--- Start of Source passage ---

The action of the film proper begins on the Passerelle Debilly in Paris, and ends on the Galata Bridge in Istanbul.

== Music ==
The soundtrack consists entirely of existing music, with Who Will Take My Dreams Away by Marianne Faithfull, I'm Sorry by Brenda Lee and Goodbye in a version of Benny Goodman recurring during the film. Other music includes other numbers by Benny Goodman (most notably Sing, Sing, Sing) and Noro Morales, Festival in Valencia by Charles Smitton, Italian music by the Orchestra Secondo Casadei, Turkish music from the Istanbul Oriental Ensemble, and the Austrian National Anthem.

==Release and box office==
The film grossed 22.6 million Franc ($3.4 million) in France. Paramount Classics acquired the United States distribution rights to this film and gave it a limited U.S. theatrical release on July 28, 2000; the film went on to gross $1,708,839 in U.S. theaters, which was a good result for a non-English film. Ruth Vitale (president of Paramount Classics at that time) declared herself pleased with the film's performance in the U.S. market. However, Paramount did not release the film on DVD until July 2008.

--- End of Source passage ---
--- Start of Listing ---

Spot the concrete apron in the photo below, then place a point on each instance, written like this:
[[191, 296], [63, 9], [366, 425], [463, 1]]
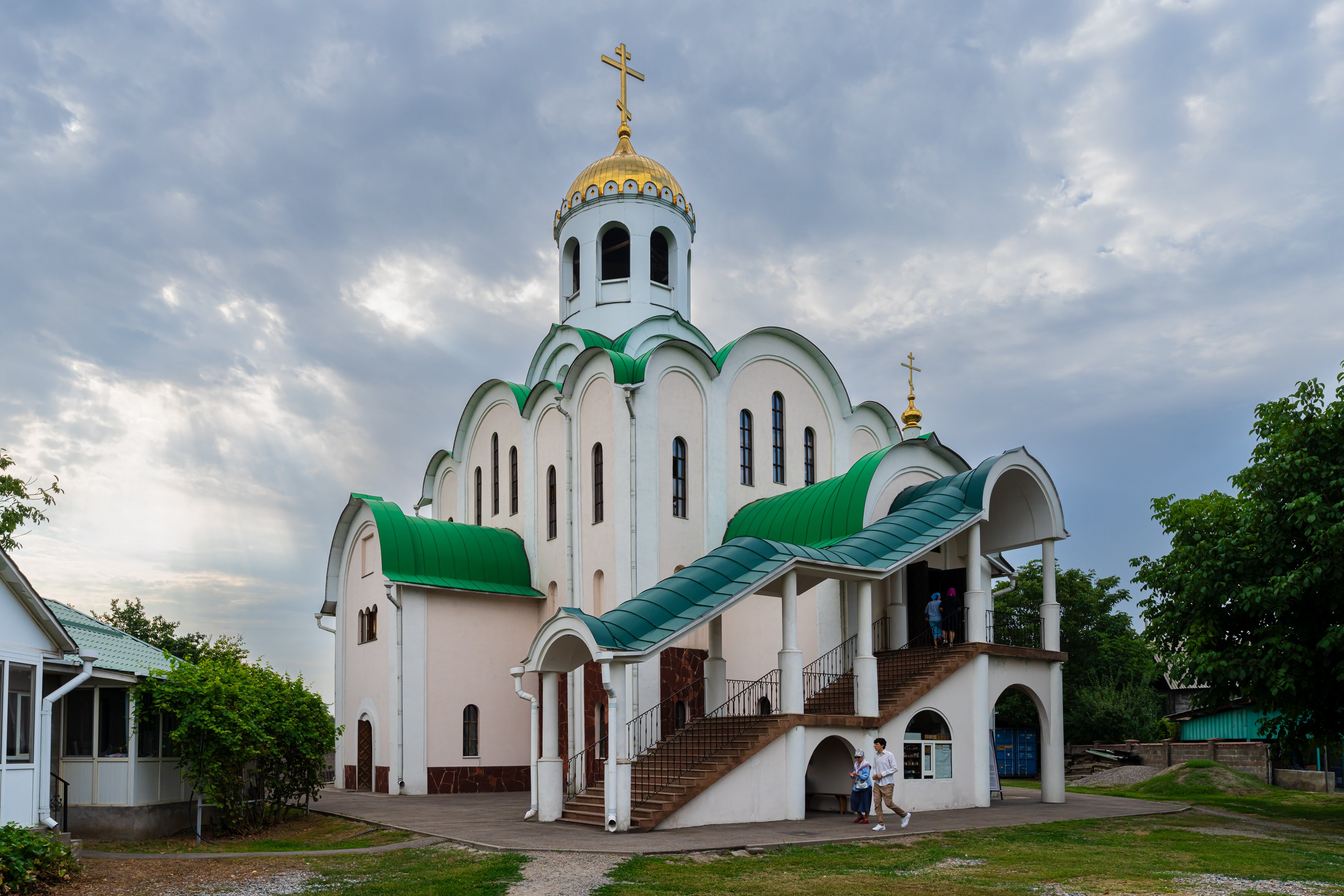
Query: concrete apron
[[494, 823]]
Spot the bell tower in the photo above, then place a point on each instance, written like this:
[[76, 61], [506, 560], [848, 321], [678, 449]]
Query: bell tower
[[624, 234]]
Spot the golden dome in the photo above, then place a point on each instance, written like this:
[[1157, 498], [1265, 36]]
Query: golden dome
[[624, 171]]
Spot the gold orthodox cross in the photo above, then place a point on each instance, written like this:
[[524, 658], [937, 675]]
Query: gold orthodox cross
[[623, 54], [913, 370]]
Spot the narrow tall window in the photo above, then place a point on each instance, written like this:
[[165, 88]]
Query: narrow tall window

--- End of Listing ---
--- Start of Listing ---

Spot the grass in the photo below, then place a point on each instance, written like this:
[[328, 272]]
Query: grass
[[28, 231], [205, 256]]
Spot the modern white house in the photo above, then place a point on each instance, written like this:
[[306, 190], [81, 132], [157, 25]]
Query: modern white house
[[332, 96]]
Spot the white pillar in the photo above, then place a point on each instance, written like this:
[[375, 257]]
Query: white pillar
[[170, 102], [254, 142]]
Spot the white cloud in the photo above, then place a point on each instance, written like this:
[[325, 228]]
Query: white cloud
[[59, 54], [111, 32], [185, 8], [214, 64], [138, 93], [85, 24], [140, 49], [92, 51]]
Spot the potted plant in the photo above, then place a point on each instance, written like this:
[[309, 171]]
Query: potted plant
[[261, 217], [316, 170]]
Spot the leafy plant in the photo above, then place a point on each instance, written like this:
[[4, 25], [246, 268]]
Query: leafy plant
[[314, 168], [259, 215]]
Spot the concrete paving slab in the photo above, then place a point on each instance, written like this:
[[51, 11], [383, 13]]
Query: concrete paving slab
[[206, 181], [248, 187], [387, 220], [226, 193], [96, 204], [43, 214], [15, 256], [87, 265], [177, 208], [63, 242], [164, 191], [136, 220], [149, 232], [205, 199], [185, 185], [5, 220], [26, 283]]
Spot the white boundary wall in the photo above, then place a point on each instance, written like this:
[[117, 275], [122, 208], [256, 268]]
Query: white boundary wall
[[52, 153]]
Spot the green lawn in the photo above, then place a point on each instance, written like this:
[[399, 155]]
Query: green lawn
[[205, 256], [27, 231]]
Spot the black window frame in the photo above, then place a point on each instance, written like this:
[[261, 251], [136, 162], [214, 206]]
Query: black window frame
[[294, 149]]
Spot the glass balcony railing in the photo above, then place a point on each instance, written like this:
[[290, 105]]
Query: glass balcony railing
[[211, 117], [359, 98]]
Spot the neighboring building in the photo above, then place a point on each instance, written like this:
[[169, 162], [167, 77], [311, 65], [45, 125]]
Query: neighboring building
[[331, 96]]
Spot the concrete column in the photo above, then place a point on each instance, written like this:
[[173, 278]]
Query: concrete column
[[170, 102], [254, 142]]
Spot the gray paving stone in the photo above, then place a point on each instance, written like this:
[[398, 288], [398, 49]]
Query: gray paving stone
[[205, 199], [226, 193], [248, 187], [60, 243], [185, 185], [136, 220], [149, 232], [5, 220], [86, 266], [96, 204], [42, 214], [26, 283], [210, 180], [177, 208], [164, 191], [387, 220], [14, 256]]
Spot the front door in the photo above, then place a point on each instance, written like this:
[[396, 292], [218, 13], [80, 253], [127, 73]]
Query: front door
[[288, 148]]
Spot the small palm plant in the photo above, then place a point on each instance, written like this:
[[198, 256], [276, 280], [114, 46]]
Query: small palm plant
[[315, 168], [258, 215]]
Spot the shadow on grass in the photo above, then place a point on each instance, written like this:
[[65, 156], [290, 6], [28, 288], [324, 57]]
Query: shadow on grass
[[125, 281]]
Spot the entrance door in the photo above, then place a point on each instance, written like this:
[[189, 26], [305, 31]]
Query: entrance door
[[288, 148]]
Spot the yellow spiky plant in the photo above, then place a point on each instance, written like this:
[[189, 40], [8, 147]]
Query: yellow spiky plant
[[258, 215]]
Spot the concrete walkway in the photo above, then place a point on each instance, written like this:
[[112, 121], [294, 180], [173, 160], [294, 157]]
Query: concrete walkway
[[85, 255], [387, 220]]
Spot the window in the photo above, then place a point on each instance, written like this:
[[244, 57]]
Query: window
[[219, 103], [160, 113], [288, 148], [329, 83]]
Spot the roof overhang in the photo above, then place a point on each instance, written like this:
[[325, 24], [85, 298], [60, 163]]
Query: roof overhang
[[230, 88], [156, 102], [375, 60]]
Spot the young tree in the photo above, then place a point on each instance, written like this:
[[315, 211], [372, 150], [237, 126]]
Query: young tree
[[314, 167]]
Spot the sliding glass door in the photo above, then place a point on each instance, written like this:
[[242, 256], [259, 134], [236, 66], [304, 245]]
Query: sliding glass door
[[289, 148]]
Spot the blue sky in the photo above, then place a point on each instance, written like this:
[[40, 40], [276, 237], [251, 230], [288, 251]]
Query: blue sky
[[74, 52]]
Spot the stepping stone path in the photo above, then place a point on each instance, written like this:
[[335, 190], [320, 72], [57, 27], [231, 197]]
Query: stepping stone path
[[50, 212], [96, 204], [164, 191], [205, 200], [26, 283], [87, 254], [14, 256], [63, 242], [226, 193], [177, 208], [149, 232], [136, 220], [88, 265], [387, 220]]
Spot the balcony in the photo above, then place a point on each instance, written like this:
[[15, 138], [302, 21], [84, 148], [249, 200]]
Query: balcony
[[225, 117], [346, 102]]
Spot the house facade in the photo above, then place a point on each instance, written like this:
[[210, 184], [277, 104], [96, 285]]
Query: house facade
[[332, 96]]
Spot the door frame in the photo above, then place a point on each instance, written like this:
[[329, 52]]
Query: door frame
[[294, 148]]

--- End of Listing ---

▶ **Complete the following**:
1. According to the film passage, on what date did Paramount Classics give the film its limited U.S. theatrical release?
2. Revise the film passage by writing it out starting at "The action of" and ending at "Austrian National Anthem.", with "Galata Bridge" changed to "Bosphorus Bridge".
3. Pick up the film passage where it stops and continue it.

▶ **Responses for each task**:
1. July 28, 2000

2.
The action of the film proper begins on the Passerelle Debilly in Paris, and ends on the Bosphorus Bridge in Istanbul.

== Music ==
The soundtrack consists entirely of existing music, with Who Will Take My Dreams Away by Marianne Faithfull, I'm Sorry by Brenda Lee and Goodbye in a version of Benny Goodman recurring during the film. Other music includes other numbers by Benny Goodman (most notably Sing, Sing, Sing) and Noro Morales, Festival in Valencia by Charles Smitton, Italian music by the Orchestra Secondo Casadei, Turkish music from the Istanbul Oriental Ensemble, and the Austrian National Anthem.

3.
==Reception==
 Metacritic, which uses a weighted average, assigned the a score of 75 out of 100, based on 31 critics, indicating "generally favorable" reviews.

Roger Ebert of the Chicago Sun-Times gave the film three and a half out of four stars and wrote, "What's best about the movie is its playfulness."

===Accolades===
Daniel Auteuil won a César as best actor for his role in 2000, and a similar prize at the Festival de Sant Jordi in 2001. The film won the Prix du public at the Cinemania festival in Montréal in 1999 and the best foreign film at the Las Vegas Film Critics Society Awards in 2000.